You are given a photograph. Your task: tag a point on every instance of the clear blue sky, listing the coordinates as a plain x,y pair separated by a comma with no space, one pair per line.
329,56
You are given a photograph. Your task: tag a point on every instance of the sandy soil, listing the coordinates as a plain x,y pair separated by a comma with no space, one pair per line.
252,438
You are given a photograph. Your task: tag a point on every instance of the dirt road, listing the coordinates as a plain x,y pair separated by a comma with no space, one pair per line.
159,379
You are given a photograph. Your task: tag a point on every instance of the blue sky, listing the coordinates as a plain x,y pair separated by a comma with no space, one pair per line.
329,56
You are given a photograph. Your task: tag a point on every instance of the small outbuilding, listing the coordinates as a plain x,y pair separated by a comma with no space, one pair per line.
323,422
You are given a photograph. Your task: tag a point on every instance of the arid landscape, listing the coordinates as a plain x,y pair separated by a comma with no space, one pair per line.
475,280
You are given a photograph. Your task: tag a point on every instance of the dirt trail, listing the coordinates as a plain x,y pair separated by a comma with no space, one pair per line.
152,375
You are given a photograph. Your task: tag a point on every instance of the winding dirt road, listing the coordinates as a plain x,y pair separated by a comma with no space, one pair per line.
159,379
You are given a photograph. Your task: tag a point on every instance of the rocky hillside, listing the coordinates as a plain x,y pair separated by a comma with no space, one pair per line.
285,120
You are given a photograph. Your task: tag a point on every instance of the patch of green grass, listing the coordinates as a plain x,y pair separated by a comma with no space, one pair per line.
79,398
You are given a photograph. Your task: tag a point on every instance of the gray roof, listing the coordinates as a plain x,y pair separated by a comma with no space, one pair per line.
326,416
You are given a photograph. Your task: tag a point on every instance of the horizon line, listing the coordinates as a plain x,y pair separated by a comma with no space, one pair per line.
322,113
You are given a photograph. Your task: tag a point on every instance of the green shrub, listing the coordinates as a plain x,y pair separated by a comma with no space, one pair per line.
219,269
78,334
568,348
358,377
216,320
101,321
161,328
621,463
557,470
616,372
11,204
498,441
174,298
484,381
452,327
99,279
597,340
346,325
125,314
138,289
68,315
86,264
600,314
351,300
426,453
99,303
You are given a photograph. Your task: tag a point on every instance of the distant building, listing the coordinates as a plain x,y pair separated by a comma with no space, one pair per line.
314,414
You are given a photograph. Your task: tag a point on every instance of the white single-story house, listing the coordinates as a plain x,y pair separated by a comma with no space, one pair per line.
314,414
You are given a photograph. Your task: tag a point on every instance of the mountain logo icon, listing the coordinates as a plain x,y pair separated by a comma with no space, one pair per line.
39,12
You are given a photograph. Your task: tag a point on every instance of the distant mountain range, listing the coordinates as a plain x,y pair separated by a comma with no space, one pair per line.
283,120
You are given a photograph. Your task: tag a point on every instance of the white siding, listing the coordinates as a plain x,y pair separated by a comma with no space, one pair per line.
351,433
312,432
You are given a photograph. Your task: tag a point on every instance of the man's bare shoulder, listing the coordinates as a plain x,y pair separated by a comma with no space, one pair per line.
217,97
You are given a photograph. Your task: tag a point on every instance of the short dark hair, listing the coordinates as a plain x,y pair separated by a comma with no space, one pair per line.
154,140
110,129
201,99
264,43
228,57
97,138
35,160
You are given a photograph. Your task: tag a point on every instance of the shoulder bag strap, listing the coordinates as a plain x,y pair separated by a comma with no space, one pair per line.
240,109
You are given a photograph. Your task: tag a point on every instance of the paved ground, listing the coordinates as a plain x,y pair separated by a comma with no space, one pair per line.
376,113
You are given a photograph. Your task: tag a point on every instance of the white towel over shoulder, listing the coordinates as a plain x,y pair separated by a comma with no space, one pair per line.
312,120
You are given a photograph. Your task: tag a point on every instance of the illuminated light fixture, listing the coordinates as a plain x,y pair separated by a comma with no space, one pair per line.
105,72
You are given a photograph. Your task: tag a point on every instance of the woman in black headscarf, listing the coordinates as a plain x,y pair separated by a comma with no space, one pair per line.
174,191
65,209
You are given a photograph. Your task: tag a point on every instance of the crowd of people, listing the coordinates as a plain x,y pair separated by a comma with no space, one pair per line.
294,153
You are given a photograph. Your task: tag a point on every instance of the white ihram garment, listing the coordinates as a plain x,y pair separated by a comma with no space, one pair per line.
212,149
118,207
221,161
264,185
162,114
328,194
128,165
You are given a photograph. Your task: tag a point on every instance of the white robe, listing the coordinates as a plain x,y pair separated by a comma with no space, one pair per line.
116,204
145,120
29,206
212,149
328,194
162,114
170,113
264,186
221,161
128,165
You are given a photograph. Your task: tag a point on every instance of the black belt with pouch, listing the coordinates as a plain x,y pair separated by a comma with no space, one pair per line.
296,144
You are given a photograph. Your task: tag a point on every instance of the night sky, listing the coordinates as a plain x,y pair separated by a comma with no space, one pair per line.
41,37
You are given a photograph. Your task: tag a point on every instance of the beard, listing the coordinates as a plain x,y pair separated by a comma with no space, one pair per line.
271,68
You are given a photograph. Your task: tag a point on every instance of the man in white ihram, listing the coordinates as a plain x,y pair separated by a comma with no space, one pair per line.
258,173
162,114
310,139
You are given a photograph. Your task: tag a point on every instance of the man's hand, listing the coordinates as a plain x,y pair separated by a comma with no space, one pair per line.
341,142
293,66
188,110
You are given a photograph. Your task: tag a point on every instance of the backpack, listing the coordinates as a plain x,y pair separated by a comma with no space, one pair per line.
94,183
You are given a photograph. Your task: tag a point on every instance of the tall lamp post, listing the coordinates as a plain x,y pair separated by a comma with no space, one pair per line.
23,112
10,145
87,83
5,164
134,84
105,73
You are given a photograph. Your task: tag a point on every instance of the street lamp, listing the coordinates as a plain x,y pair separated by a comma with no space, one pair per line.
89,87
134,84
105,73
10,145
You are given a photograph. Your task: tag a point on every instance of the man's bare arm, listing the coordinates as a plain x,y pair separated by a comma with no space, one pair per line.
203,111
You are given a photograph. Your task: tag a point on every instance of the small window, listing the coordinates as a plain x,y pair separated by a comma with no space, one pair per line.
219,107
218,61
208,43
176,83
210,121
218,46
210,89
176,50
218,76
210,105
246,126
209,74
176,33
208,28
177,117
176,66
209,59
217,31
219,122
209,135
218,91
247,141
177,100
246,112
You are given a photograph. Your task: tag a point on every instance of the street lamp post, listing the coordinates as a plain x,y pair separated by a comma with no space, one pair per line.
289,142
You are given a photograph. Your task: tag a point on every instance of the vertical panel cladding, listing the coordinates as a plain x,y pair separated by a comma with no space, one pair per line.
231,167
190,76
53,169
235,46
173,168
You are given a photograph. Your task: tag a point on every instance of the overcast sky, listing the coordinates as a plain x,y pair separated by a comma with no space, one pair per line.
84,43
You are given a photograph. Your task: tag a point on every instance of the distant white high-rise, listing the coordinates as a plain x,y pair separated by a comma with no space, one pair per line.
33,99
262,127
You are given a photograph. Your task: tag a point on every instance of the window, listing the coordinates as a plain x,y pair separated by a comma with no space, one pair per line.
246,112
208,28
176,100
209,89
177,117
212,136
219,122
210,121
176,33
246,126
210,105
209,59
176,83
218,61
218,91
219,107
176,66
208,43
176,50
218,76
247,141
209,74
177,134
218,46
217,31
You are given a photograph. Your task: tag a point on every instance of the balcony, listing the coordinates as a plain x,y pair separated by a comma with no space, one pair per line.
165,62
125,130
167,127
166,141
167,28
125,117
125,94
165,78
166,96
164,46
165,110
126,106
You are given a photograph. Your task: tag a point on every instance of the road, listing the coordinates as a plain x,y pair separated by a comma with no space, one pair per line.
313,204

### Your instructions
Word for word, write out the data.

### Output for this exercise
You are given a photograph. Your task: tag a point on every instance of the clear blue sky, listing the coordinates as a plain x,y pair separated by a comma with no space, one pair per line.
329,56
You are given a photograph. Your task: tag a point on every instance of the sandy soil, listing the coordinates as a plain x,y pair separated by a comma with no space, one pair per line.
252,438
You are given a photograph. Your task: tag a point on every instance of the dirt road, listing the coordinates as a plain x,y pair separated by a comma with no space, one pair per line.
159,379
You are given a photograph. Your task: tag a point on every instance of the blue sky, listing the coordinates as a plain x,y pair separated by a comma with no space, one pair per line.
329,56
You are given a photograph. Your task: tag a point on every instance of the small outbuilding, listing the coordinates as a plain x,y pair separated by a comma with no space, one pair per line.
323,422
You are given a photograph. Your task: tag a point on every instance of the arid landscape, listing the coordinates as a plain x,y pair separated by a comma with no space, one pair per line.
475,280
You are given a photograph. Your task: tag a point on every instance of the dirt trail, listing the coordinates as a plain x,y pair separated by a comma with no space, one pair per line.
152,375
You are given a photograph. Your task: tag a point on every instance of the winding dirt road, listing the coordinates as a plain x,y pair separated by a comma with no space, one pair per line.
159,379
You are given a photograph. Your task: tag a point on every instance of the rocky hillside, listing the coordinates as a plain x,y pair separated by a comma with no space, one pair per line.
285,120
You are given a photograph. Your task: tag a point on every instance of the patch of green grass, listing the coordinates as a plain x,y pair separated by a comma with no space, one pair per line.
79,398
You are given a photograph. Your task: tag a point on every instance of the gray roof, listing the coordinates as a plain x,y pair separated by a comma with no space, one pair per line.
326,416
You are given a photograph. Your task: tag a point on every instance of the horizon line, listing the coordinates as a plain x,y pair separated by a comma with no space, one pair per line.
322,113
You are given a photograph. Your task: tag a point on every instance of the green shrub, listing the coordinates as a plain x,y pair separated by a comma with no space, one pair per line.
219,269
78,334
568,348
358,377
216,320
101,321
161,328
621,463
557,470
616,372
11,204
498,441
174,298
484,381
452,327
99,279
597,340
346,325
125,314
138,289
68,315
86,264
600,314
351,300
426,453
99,303
You are given a photograph. Your task: tag a point on every instance of the distant building, listing the coordinates as a plain x,y pair separated by a comma with no space, one pair per line.
314,414
You are given a photograph. Your task: tag a point on every instance of the white single-story house, listing the coordinates as a plain x,y pair separated by a comma with no space, one pair per line.
314,414
You are given a photograph. Your task: tag a point on every instance of the mountain logo icon, listing the coordinates as a plain x,y pair separated by a comma with no space, one pair per line.
39,12
You are given a photograph. Your task: tag a point on every instance of the distant mountain range, listing the coordinates as a plain x,y pair separated by a comma with no space, one pair per line.
283,120
You are given a photograph. Your task: tag a point on every instance of the white siding, listing the coordinates as a plain x,y pair separated by a comma with no space, one pair per line.
351,433
312,432
You are given a photograph. Your task: tag a point on every instance of the man's bare shoulder, listing the coordinates as a plain x,y pair separated by a comma with no space, one pair per line.
217,97
You are given a photograph. Your task: tag a point on every instance of the short dark hair, listing the coordinates as a plain x,y pair separated by a comma with no space, one pair per line.
154,140
110,129
201,99
264,43
228,57
97,138
35,160
You are given a photograph. Your task: tag a point on every instance of the shoulder bag strap, listing the coordinates as a plain x,y pair separated by a comma with no space, one pair per line.
240,109
You are given a photograph. Your task: tag a point on every instance of the paved ground, listing the coordinates as a plain x,y pair separated by a comma with no space, one pair per line.
376,113
You are given a photograph. Your task: tag a point on every instance of the white towel over shoulder, listing the coordinates as a plain x,y pair separated by a comma with no space, one pair per line.
312,120
You are given a photograph. Your task: tag a point on every instance of the illuminated light fixture, listing the coordinates as a plain x,y pair separated by a comma with no space, one pair per line.
105,72
You are given a photograph. Your task: tag a point on every instance of the woman in black headscarf, listing the coordinates as a plain x,y pair separated by a comma with no space, one pair per line.
174,191
65,209
You are given a photograph. Your task: tag a point on every instance of the crowd of people, listing the coordinates as a plain x,y pair separated by a comma with no space, one pair per line.
294,153
You are given a photograph. Your task: tag a point on every instance of the white ihram garment, listing the coordinates as a plain x,y pair separated by a comma with no space, one pair per line.
212,149
118,207
221,161
264,185
162,114
328,194
128,165
You are given a photograph. Your task: tag a point on every instance of the white robe, listing the coordinates as a plain x,y pair separated by a comma with no space, one pair per line.
116,204
145,120
29,206
212,149
328,194
162,114
170,113
264,186
221,161
128,165
You are given a photograph. Your task: tag a point on every instance of the black belt with pouch, listing the coordinates as a plain x,y pair separated by a comma with no space, one pair per line.
296,144
You are given a photograph. Your task: tag a point on every instance of the night sky, listing the coordinates as a plain x,y pair separated by a comma with no space, one pair per line.
41,37
You are given a photograph. Your task: tag a point on every instance of the beard, listing the coordinates as a plain x,y pair separated by a comma with no space, one pair per line.
271,68
You are given a photograph. Your task: tag a point on every instance of the man in white ihram, listing the coordinates as a plain x,y pair separated by a comma with no space, one pair per line.
258,173
162,114
310,139
You are given a photograph. Your task: tag a point on every instance of the man's hand, listing the coordinates as a plain x,y pair separated by a comma with no space, one pair per line.
341,142
293,66
188,110
You are given a photograph. Your task: tag a point on every instance of the backpack, listing the coordinates as a plain x,y pair separated by a comma with no space, one pair per line.
94,183
You are given a photograph. Your task: tag a point on every instance of the tall lamp post, listing the coordinates as a plain x,y pair separated by a comma with no space, one pair per line.
23,112
10,145
87,83
5,164
134,84
105,73
You are given a photograph. Your task: tag a point on every instance of the street lamp, listing the coordinates as a plain x,y pair separated by a comma with no space, one pair per line.
89,87
134,84
105,73
10,145
You are given a photograph. Your task: tag a point on every instance of the man's bare arm, listing the coordinates as a plain x,y pair separated by a comma with no space, one pair per line.
203,111
You are given a photograph. Your task: tag a point on every instance of the small window, listing the coordinates as a plain x,y pair separated by a comma with no space, one pair per line.
219,107
218,61
208,43
176,83
210,121
218,46
210,89
176,50
218,76
210,105
246,126
209,74
176,33
208,28
177,117
176,66
209,59
217,31
219,122
209,135
218,91
247,141
177,100
246,112
You are given a photograph. Your task: tag a point on every instance of the street lamp post, listing the coordinates as a plain x,y pair separated by a comma with no space, one pair per line.
289,142
You are given a photograph. Your task: tag a point on every instance of the vertical panel cladding, listing the coordinates as a plain x,y pair separated by a comma with no space, one pair per line.
231,167
190,76
53,169
235,46
173,168
You are given a photograph. Your task: tag a point on every instance of the overcast sky, listing the coordinates as a plain x,y pair separated by a comma with no space, one pair per line.
84,43
You are given a photograph. Your task: tag a point on every instance of the distant white high-rise, listing the coordinates as a plain x,y pair separated by a comma with no space, one pair per line.
33,99
262,127
You are given a photograph. Your task: tag a point on every instance of the window, listing the coordinates as a plain x,y pair separated by a comma with no space, one pair per line.
246,112
208,28
176,100
209,89
177,117
212,136
219,122
210,121
176,33
246,126
210,105
209,59
176,83
218,61
218,91
219,107
176,66
208,43
176,50
218,76
247,141
209,74
177,134
218,46
217,31
You are given a photograph. Your task: tag a point on every instance of the balcony, listing the coordinates as a plain x,y pair separated by a comma with no space, one pair per line.
165,62
125,130
167,127
166,141
167,28
125,117
125,94
165,78
166,96
164,46
165,110
126,106
You are given a photograph. Your task: tag a point on every instance of the road, listing the coordinates as a plain x,y pair separated by a comma with no space, one pair per line.
313,204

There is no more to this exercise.